**WORK TO BE COMPLETED**. Reproduce all the lines exactly as they stand, apart from the pictures.

**EXERCISE MATERIAL**.
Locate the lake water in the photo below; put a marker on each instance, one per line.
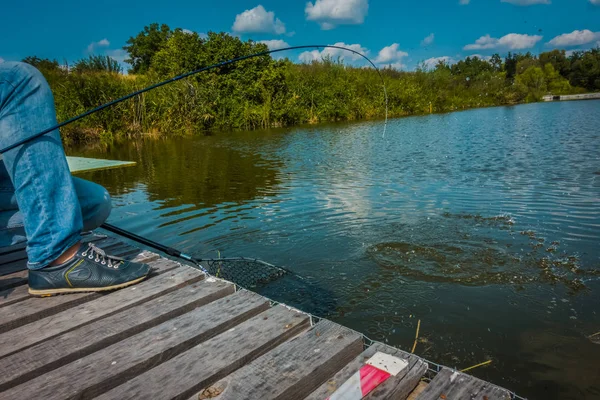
(483, 224)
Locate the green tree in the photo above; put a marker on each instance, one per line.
(145, 45)
(496, 62)
(585, 69)
(97, 64)
(555, 83)
(43, 64)
(559, 61)
(532, 83)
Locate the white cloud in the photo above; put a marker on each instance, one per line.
(258, 20)
(275, 44)
(428, 40)
(101, 43)
(526, 2)
(316, 55)
(330, 13)
(481, 57)
(433, 61)
(118, 55)
(575, 38)
(512, 41)
(390, 54)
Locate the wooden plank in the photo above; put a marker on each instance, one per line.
(98, 372)
(198, 367)
(396, 387)
(13, 280)
(294, 369)
(417, 391)
(45, 328)
(13, 295)
(51, 354)
(84, 164)
(13, 266)
(451, 384)
(34, 308)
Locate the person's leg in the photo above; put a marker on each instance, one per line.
(46, 195)
(94, 201)
(38, 169)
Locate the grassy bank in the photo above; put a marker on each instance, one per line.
(263, 92)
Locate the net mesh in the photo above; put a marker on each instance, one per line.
(245, 272)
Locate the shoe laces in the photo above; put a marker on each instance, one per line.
(95, 253)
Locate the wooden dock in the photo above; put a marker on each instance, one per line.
(183, 335)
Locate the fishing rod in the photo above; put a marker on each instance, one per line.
(166, 249)
(176, 253)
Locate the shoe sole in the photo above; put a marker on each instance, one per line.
(50, 292)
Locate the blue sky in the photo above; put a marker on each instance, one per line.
(402, 33)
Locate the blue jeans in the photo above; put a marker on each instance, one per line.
(38, 196)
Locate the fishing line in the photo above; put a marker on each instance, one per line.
(194, 72)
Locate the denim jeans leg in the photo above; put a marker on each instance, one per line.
(44, 189)
(94, 200)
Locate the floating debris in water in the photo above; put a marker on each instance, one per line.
(479, 257)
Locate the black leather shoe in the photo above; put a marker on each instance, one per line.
(90, 270)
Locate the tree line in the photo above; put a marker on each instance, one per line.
(264, 92)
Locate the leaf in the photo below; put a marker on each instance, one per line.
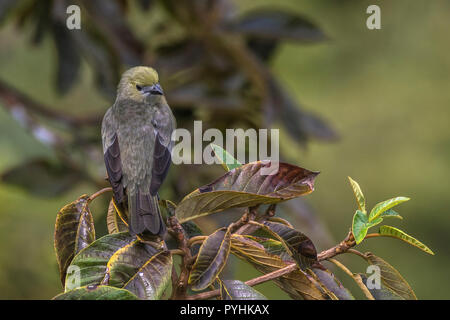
(74, 230)
(271, 24)
(246, 186)
(361, 224)
(384, 206)
(399, 234)
(382, 293)
(238, 290)
(297, 283)
(96, 293)
(90, 263)
(391, 278)
(358, 195)
(142, 268)
(329, 280)
(299, 246)
(113, 221)
(272, 246)
(227, 160)
(211, 259)
(390, 213)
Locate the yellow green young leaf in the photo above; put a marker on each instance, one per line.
(358, 195)
(384, 206)
(227, 161)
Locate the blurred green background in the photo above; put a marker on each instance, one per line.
(386, 92)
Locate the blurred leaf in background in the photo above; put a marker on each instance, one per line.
(245, 64)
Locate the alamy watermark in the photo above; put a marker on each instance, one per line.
(189, 149)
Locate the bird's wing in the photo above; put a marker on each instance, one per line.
(163, 148)
(111, 154)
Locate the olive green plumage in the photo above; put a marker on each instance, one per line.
(136, 134)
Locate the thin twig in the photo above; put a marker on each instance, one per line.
(355, 277)
(177, 252)
(358, 253)
(99, 193)
(196, 239)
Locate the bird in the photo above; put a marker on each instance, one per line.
(136, 136)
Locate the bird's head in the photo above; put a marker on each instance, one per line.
(140, 84)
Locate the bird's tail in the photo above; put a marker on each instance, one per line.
(145, 214)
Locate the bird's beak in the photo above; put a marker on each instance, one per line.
(154, 89)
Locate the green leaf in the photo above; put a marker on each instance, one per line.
(358, 195)
(297, 283)
(278, 24)
(142, 268)
(273, 246)
(89, 264)
(399, 234)
(328, 280)
(299, 246)
(391, 278)
(384, 206)
(96, 293)
(211, 259)
(247, 186)
(383, 293)
(361, 224)
(238, 290)
(227, 161)
(390, 213)
(113, 221)
(74, 230)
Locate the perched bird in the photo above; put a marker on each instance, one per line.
(137, 145)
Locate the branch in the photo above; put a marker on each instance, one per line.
(253, 282)
(99, 193)
(180, 285)
(355, 277)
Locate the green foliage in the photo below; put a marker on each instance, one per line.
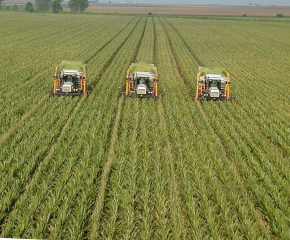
(43, 5)
(108, 168)
(29, 7)
(15, 7)
(78, 5)
(56, 6)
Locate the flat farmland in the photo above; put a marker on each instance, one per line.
(105, 167)
(191, 9)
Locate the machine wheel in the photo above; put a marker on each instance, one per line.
(232, 99)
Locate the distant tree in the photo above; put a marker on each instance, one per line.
(43, 5)
(78, 5)
(15, 7)
(56, 6)
(29, 7)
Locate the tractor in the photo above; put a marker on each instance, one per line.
(142, 81)
(70, 78)
(213, 84)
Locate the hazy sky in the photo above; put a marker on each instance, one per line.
(204, 2)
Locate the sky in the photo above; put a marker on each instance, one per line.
(205, 2)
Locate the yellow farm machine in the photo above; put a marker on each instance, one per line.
(70, 78)
(213, 84)
(142, 81)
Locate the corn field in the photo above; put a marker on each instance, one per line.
(106, 167)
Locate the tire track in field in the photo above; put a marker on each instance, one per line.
(4, 136)
(45, 70)
(254, 122)
(169, 153)
(27, 114)
(96, 214)
(69, 120)
(231, 164)
(106, 171)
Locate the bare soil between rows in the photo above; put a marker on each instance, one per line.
(194, 10)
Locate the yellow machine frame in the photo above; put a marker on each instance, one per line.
(200, 87)
(130, 83)
(83, 81)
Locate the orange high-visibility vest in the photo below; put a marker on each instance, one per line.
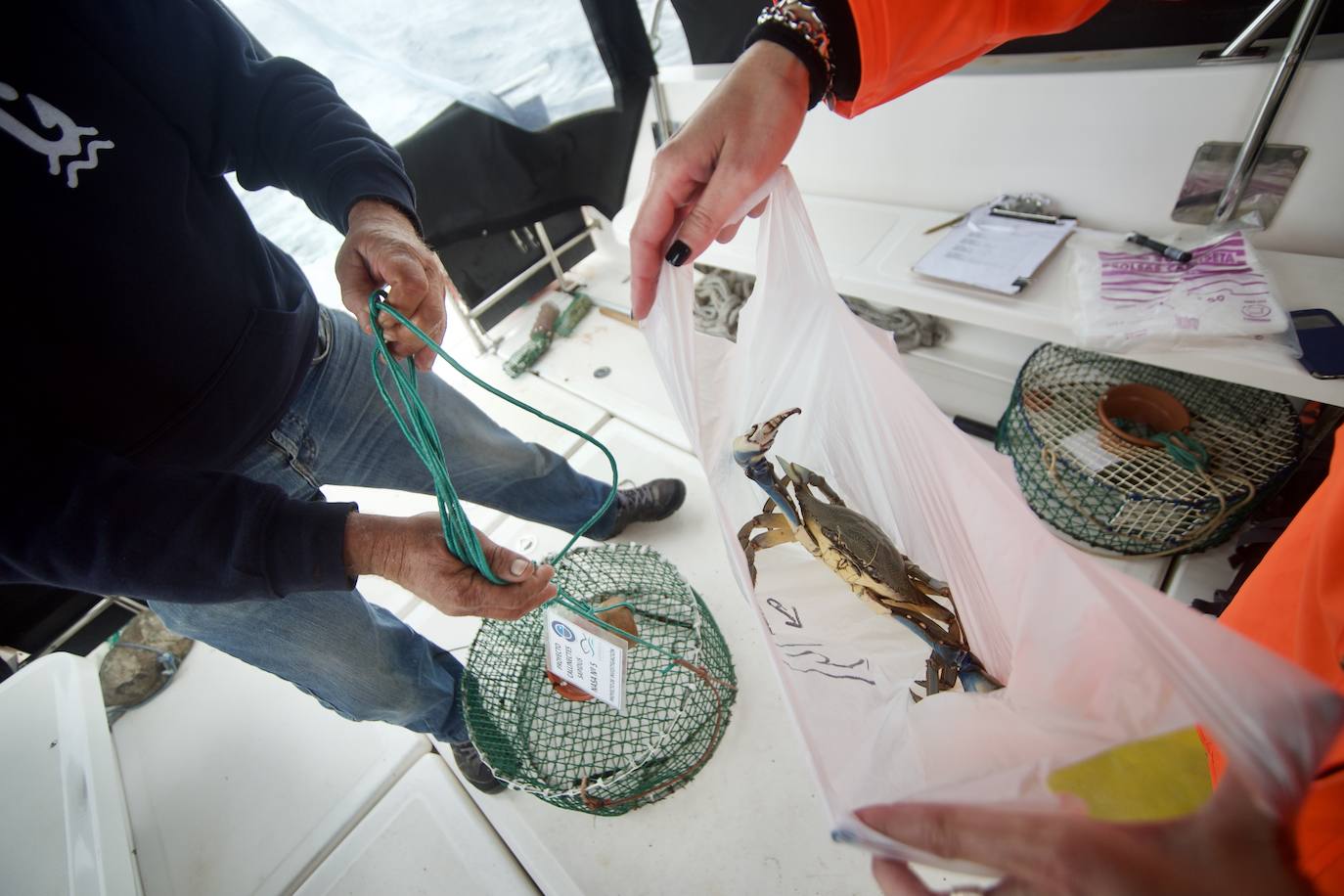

**WRITTEN ANSWER**.
Locate the lake water in the photo below; put a marker on each instance, one per line.
(483, 224)
Locate the green tree in the photo above; put a marker on each instance, one per line.
(145, 45)
(496, 62)
(585, 69)
(97, 64)
(555, 83)
(43, 64)
(559, 61)
(532, 83)
Locate the white cloud in the photo above; put a marker on each instance, one per line.
(258, 20)
(275, 44)
(428, 40)
(101, 43)
(526, 2)
(316, 55)
(330, 13)
(481, 57)
(433, 61)
(118, 55)
(575, 38)
(512, 41)
(390, 54)
Locate the wooden plank in the photo above; put a marker on each instance, one per line.
(98, 372)
(198, 367)
(396, 387)
(13, 280)
(294, 369)
(417, 391)
(45, 328)
(13, 295)
(51, 354)
(84, 164)
(13, 266)
(451, 384)
(34, 308)
Locate the person's leg in the photo above; put a marker on each instance, one per line.
(46, 195)
(94, 201)
(38, 169)
Locate the grassy bank in the photo above; put a marker on each instance, one per line.
(263, 92)
Locate the net mesh in the photo above; put a marker on each instance, one per line.
(245, 272)
Locate the shoe laces in the photo above; put a marker on each instance, one per line.
(95, 253)
Locate the wooden dock in the photo above; put a marker on each instance, one per line.
(183, 335)
Locate the fishing rod in the photo above; put a marker on each instance, one per line.
(166, 249)
(176, 253)
Locate the shoe sole in the photo above; put a marker on each instance, one per line.
(50, 292)
Locate the blue sky in the photo above; put a marker on each instance, one per line.
(402, 33)
Locate the blue jeans in the photo above; put a marker on each instance, one per line.
(38, 196)
Locate the fishing line in the photo above; put a marker on each instance, one per line.
(194, 72)
Locate the denim jeans leg in the photo above; put a marker on each instance, one per line.
(44, 189)
(94, 200)
Locate the floating debris in water in the photo above; put a marker on each instance, one per line.
(479, 257)
Locate the black leather shoe in the photo above; put a marker on each instance, one per line.
(90, 270)
Locate the tree line in the photo above; put a marker on each instance, one per line.
(264, 92)
Locate the leaf in the photo below; put a marker on each instance, one per line.
(74, 230)
(271, 24)
(246, 186)
(361, 224)
(384, 206)
(399, 234)
(382, 293)
(238, 290)
(297, 283)
(96, 293)
(90, 263)
(391, 278)
(358, 195)
(142, 268)
(329, 280)
(299, 246)
(113, 221)
(272, 246)
(227, 160)
(211, 259)
(390, 213)
Locate the yellow green young leaf in the photo above; put a marker on each instance, one per line.
(358, 195)
(384, 206)
(227, 161)
Locate the blurred green background in the photo above; put a marker on each instance, one per line.
(386, 92)
Locate the blurred leaf in background in the photo above; put a marker on each instance, one per line.
(245, 64)
Locate the alamy watermark in the photo above; put a marker on each instance, one per line.
(189, 149)
Locate the bird's wing in the photo above; put a marker on each instance, one per line.
(163, 148)
(111, 154)
Locate the olive green plumage in the photo above; put a marker on each instance, one per line.
(136, 134)
Locate the thin twig in the photo above; put a marker on each instance, one per line.
(355, 277)
(177, 252)
(358, 253)
(99, 193)
(196, 239)
Locate the bird in the photo above; put a marker on each instance, one per line.
(136, 136)
Locate the bird's head in the photo above; put a marker on each instance, one per line.
(140, 84)
Locate the bird's tail in the photo above; put a marker on each instance, one per line.
(145, 214)
Locate the bird's beak in the photo above; put a marker on each instance, one per line.
(154, 89)
Locate the green leaf in the photo above; put a marker on each instance, one per line.
(358, 195)
(297, 283)
(278, 24)
(142, 268)
(273, 246)
(89, 264)
(399, 234)
(328, 280)
(299, 246)
(391, 278)
(384, 206)
(96, 293)
(211, 259)
(247, 186)
(383, 293)
(361, 224)
(238, 290)
(227, 161)
(390, 213)
(113, 221)
(74, 230)
Locate the perched bird in the photo above; put a marker on each instance, one per line.
(137, 145)
Locate the branch in the photo above; put a marker on each instance, one per line.
(253, 282)
(99, 193)
(180, 285)
(355, 277)
Locate the green foliage in the photo below; put a marker on each instance, one per line.
(43, 5)
(108, 168)
(29, 7)
(15, 7)
(78, 5)
(56, 6)
Locate the flat farmland in the photo above; put a marker on each instance, one per line.
(105, 167)
(191, 9)
Locate the machine wheel in the photo above; put a marker on each instance, one per line.
(232, 99)
Locate the distant tree in the photo above; put a marker on each instance, one per line.
(43, 5)
(78, 5)
(15, 7)
(56, 6)
(29, 7)
Locate the tractor in the photo above; put a marker on each instance, one per line.
(142, 81)
(70, 78)
(213, 84)
Locate the hazy sky in the photo above; put a marker on each instance, one per line.
(204, 2)
Locate the sky in the photo above; put a marker on each instance, one per line.
(205, 2)
Locate the yellow farm machine in the photo above; put a marker on each instance, one per line.
(70, 78)
(213, 84)
(142, 81)
Locate the corn field in the photo above; put a marker on each instance, one per line.
(106, 167)
Locate the tire track in field in the photo above; put a marker on each instance, one per line.
(4, 136)
(45, 70)
(254, 122)
(169, 153)
(27, 114)
(96, 214)
(69, 120)
(231, 164)
(106, 171)
Locate the bare soil between rows in the photo above; put a marker on each instance, one per line.
(194, 10)
Locate the yellow machine frame in the photo above; put a marker on each instance, one per line.
(200, 87)
(130, 83)
(83, 81)
Locate the orange high-visibility vest in the photo below; put a marker on each instance, one per line.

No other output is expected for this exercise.